-- Quoted passage --
^^^^^^^^

This longitudinal study takes an interpretive approach to investigating the personal and professional journey of six outstanding early career teachers. Aspects which will be investigated include the ITT pre-selection procedure, an examination of the university based training programme, the contextual features of the trainees' school experience and the participants’ own beliefs that impact on their professional identity development through the training year and into their induction as newly qualified teachers (NQTs).
The qualitative methodology used shares characteristics with a case study approach and utilises procedures associated with grounded theory. Data were systematically gathered over a three-year period including documentation collected at key transition points throughout the training year. A culminating semi-structured interview produced an illustrated timeline of the year charting participants’ increase or decrease in confidence in the training environment with time. A similar time-line was produced to summarise the NQT experience one year later. The collected data were analysed, coded and categorised, and the explanations and theory that emerged from this process were grounded in the data. Two principal investigations support the main thesis. The first is located at the beginning of the teaching journey and focuses on the importance of subject knowledge on trainees’ outcome achievement (DfE, 2011a). The second study follows trainees into their first teaching post and considers factors supporting or impeding successful transition into teaching. It acts as a pilot for the main investigation. This thesis provides a comprehensive and nuanced view of how beginning to teach is experienced and interpreted by potentially outstanding trainees. It paints a complex picture of the relationship between biography, beliefs, preparation and context in the process of learning to teach. The study contributes to the literature on the recruitment, education and retention of beginning teachers in the scarcely researched area of outstanding trainee achievement and its impact on transition into the workplace and early career progression and retention. It highlights the need to develop a shared understanding amongst policy makers, teacher educators and schools regarding the multiplicity of factors that influence and determine the development and transition of early career teachers giving an insight into the complexity of the 'outstanding teacher' achievement.

^^^^^^^^

-- Tasks for this exercise --
**1)** Translate this sentence from the study summary into Spanish: "Two principal investigations support the main thesis."
**2)** Copy the study summary starting at the words "This longitudinal study" and stopping after "qualified teachers (NQTs).", renaming "journey" to "path" throughout.

-- Point annotation dataset entries --
^^^^^^^^

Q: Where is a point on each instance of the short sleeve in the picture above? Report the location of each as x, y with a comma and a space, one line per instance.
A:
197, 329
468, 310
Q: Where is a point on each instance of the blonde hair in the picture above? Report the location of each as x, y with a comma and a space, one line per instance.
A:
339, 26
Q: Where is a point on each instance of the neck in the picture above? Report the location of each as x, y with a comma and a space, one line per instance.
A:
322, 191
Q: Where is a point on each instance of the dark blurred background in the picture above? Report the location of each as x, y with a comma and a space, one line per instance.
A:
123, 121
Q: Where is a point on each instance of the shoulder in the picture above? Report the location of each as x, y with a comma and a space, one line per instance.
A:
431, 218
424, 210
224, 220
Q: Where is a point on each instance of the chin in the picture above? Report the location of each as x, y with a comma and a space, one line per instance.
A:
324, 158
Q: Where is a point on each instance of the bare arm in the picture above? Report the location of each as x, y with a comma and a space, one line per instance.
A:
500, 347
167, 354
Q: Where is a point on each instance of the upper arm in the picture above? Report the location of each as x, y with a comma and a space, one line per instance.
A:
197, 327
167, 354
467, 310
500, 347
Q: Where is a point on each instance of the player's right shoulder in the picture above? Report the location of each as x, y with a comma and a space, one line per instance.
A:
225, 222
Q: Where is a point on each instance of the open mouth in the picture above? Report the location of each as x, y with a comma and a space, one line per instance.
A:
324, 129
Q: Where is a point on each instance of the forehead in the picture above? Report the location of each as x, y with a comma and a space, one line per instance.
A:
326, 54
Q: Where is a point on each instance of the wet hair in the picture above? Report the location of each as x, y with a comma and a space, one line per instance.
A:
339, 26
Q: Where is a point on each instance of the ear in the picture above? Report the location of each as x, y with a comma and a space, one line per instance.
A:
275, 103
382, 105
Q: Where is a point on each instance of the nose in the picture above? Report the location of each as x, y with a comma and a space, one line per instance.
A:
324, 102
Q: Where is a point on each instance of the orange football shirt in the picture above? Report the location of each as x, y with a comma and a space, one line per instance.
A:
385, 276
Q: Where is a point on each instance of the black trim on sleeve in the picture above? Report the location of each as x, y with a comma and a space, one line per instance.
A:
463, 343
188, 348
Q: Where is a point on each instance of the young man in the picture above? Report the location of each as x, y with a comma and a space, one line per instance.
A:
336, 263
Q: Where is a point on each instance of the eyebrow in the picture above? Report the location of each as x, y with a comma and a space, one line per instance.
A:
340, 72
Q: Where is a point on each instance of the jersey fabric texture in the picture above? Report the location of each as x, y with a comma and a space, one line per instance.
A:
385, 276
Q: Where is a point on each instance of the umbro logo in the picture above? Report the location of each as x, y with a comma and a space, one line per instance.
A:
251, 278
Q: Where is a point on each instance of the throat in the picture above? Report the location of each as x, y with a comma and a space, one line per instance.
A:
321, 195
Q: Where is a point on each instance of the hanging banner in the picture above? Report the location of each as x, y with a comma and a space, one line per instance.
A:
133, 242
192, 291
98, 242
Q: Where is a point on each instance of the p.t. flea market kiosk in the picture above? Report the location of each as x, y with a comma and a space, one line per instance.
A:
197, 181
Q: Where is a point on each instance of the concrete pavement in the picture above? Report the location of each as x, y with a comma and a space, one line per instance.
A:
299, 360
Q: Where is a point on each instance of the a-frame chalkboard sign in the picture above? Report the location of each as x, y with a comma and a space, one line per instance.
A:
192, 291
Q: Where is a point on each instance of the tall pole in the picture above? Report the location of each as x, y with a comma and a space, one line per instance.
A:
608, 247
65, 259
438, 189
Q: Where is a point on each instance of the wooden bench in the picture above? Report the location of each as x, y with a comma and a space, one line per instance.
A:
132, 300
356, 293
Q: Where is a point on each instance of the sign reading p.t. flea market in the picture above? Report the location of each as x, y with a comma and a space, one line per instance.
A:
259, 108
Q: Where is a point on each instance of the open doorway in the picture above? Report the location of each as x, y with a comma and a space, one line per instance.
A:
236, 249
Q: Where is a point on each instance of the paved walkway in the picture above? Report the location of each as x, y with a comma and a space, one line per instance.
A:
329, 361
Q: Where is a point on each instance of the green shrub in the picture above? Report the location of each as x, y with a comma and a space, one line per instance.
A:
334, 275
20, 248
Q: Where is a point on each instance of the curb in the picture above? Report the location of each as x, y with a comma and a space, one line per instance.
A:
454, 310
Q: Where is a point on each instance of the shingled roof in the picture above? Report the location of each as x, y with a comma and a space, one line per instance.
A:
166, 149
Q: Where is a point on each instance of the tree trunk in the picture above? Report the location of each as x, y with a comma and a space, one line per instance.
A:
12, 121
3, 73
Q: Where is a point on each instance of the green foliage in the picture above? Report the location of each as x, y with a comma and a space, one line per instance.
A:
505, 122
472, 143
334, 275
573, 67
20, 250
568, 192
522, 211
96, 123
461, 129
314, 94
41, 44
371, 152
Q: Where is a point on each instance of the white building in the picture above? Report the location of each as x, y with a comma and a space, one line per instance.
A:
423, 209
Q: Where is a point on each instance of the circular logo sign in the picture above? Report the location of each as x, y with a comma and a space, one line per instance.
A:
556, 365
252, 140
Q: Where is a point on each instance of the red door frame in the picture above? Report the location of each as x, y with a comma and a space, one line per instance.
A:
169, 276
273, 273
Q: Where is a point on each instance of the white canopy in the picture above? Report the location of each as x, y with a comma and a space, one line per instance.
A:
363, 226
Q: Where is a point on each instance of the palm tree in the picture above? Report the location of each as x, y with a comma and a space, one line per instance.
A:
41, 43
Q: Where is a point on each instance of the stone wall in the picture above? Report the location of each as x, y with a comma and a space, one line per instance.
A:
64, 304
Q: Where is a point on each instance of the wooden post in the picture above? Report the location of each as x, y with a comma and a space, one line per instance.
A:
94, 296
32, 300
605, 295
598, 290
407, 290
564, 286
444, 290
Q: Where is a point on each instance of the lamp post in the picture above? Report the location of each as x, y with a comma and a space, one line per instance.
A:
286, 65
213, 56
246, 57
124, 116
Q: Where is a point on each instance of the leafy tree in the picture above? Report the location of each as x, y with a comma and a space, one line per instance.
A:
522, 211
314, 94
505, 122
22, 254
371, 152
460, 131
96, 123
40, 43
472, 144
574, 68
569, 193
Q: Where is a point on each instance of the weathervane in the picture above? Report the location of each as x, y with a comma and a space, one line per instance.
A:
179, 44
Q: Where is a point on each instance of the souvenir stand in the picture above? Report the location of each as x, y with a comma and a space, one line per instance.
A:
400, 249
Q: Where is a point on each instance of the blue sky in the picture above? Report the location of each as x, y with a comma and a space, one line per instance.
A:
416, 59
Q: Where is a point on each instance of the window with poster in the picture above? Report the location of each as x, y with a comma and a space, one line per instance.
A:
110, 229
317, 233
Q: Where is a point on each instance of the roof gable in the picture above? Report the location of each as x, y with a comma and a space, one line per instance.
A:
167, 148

^^^^^^^^

-- Solutions per task --
**1)** Dos investigaciones principales respaldan la tesis central.

**2)**
This longitudinal study takes an interpretive approach to investigating the personal and professional path of six outstanding early career teachers. Aspects which will be investigated include the ITT pre-selection procedure, an examination of the university based training programme, the contextual features of the trainees' school experience and the participants’ own beliefs that impact on their professional identity development through the training year and into their induction as newly qualified teachers (NQTs).